### TASK PROMPT
Which lines in the material below contain the word "abbey"? Copy each one in full.

### DATA TO PROCESS
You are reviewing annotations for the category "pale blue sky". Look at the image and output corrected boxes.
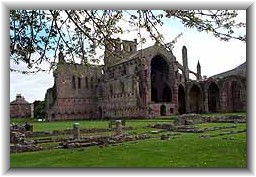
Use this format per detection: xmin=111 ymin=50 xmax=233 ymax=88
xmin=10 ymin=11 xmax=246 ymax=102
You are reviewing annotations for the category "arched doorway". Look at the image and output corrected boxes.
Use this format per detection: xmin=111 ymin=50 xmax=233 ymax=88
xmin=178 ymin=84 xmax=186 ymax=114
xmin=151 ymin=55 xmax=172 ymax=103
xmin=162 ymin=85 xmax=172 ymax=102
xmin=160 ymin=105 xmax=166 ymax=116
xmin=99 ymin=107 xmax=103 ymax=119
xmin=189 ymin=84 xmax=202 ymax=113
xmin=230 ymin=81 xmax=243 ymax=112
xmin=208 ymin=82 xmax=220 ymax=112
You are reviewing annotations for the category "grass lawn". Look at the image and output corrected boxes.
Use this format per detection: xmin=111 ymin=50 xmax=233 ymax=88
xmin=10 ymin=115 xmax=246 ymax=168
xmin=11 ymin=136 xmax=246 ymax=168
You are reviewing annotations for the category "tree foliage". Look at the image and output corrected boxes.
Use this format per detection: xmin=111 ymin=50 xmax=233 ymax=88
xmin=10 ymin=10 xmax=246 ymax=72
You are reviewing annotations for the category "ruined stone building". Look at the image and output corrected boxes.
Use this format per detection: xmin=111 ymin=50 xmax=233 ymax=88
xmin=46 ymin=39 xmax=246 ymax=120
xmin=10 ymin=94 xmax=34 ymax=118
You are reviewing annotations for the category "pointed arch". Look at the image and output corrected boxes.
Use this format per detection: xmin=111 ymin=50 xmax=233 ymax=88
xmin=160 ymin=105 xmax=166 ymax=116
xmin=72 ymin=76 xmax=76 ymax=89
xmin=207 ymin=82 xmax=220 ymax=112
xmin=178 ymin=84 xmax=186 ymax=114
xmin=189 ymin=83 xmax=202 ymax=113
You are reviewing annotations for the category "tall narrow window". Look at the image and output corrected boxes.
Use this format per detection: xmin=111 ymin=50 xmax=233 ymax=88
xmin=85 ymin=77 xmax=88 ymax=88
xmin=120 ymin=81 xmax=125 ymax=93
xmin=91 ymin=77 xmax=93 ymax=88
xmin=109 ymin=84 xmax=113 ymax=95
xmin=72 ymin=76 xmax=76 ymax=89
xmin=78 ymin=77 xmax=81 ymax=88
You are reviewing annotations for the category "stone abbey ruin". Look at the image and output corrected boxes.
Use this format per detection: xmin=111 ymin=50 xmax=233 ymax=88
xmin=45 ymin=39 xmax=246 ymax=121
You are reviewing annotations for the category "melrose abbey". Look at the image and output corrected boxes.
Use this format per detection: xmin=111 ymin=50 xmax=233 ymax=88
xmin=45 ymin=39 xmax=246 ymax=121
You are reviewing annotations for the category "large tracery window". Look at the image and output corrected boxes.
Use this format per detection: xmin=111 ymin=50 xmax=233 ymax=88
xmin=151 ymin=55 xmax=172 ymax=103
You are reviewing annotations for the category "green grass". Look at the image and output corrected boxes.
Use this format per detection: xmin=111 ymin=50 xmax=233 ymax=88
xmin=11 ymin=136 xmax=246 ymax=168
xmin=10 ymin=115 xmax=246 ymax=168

* * *

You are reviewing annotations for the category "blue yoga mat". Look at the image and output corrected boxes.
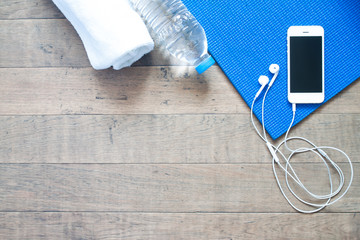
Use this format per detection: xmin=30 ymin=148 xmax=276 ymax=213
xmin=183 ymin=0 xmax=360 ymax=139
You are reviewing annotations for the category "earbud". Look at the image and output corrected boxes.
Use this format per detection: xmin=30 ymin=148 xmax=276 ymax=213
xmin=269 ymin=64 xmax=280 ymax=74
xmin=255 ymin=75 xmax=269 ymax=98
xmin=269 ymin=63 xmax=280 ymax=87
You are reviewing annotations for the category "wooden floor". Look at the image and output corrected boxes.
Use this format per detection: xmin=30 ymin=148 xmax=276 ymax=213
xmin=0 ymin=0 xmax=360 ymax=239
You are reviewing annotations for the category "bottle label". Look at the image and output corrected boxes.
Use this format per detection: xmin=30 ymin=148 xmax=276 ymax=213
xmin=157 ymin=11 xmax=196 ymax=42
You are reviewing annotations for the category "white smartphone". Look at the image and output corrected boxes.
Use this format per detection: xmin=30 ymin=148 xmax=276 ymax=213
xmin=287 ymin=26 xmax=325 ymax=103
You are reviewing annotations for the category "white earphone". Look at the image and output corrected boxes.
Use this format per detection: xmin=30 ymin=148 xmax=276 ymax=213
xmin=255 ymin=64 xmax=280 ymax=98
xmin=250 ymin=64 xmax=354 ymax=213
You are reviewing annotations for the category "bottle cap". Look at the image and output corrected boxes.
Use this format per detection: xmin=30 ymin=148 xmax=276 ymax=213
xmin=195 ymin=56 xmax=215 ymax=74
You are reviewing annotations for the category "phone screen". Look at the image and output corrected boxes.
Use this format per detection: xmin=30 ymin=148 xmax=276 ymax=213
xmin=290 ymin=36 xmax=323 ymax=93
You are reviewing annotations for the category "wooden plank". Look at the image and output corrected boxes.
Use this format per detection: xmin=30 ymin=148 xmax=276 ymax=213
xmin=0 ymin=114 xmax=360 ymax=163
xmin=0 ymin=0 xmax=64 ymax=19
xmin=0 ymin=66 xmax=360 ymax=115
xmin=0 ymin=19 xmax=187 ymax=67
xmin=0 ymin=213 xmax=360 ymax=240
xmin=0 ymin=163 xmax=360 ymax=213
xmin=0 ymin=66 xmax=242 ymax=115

---

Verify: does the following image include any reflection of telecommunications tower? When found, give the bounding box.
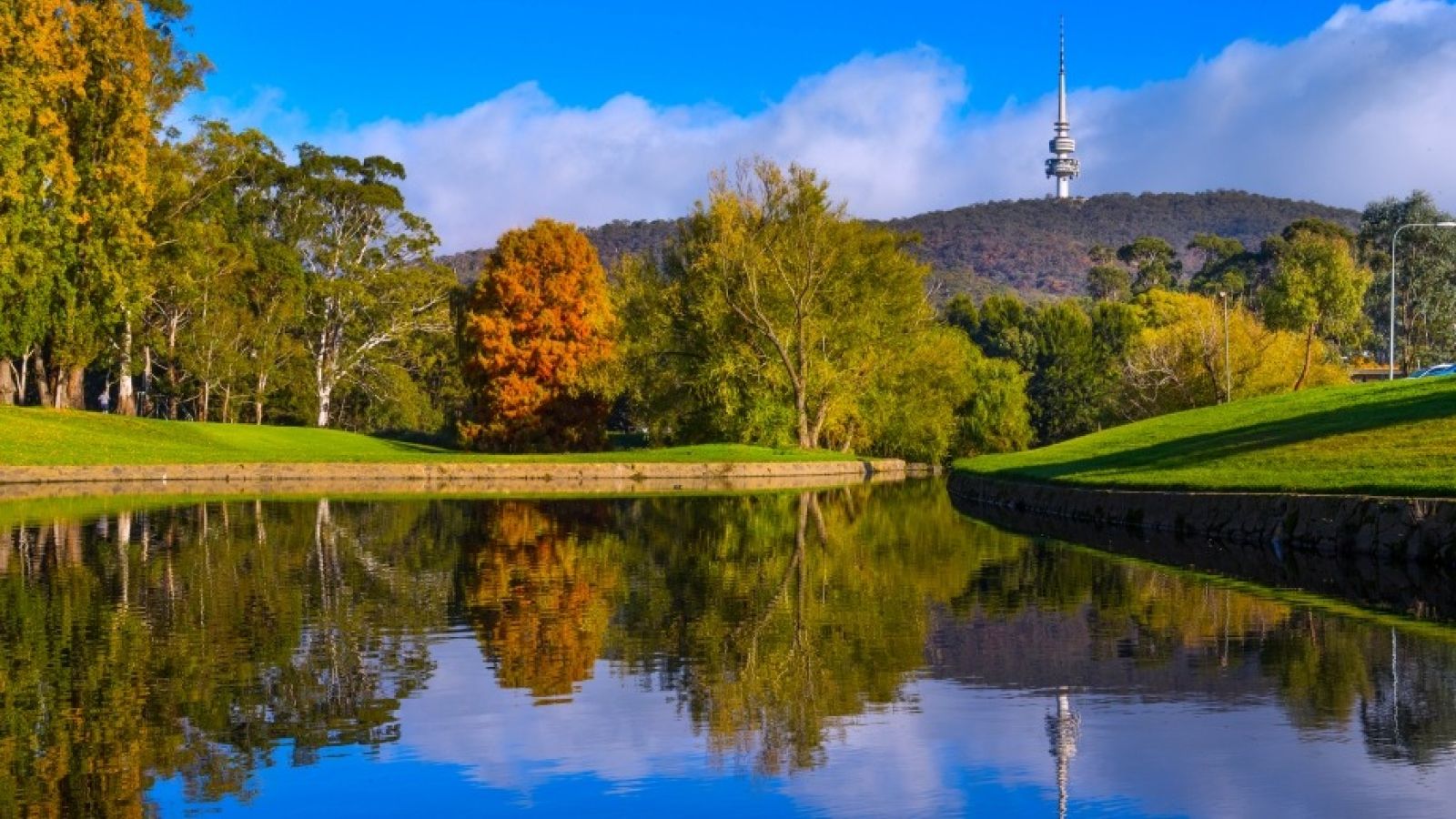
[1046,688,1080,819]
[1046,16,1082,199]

### EXERCISE RESPONSE
You are reviewing annotations for the category "stone abbey ruin". Look at the image and output corrected boxes.
You are reviewing annotations for the category "melrose abbey". Look at the image and output corrected boxes.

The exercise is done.